======== MATERIALS PROVIDED
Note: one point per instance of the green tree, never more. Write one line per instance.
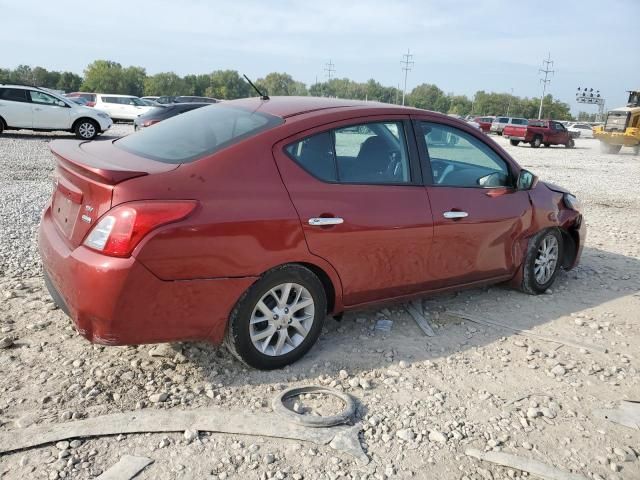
(281, 84)
(167, 83)
(429, 97)
(227, 85)
(109, 77)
================
*WHAT IS BEING ASKED*.
Reproduce the data above word for word, with every line in its original order, and leave out the pictures.

*RIGHT ANSWER*.
Note: one point per instance of the green tree, never more. Write one line per instance.
(281, 84)
(167, 83)
(429, 97)
(227, 85)
(109, 77)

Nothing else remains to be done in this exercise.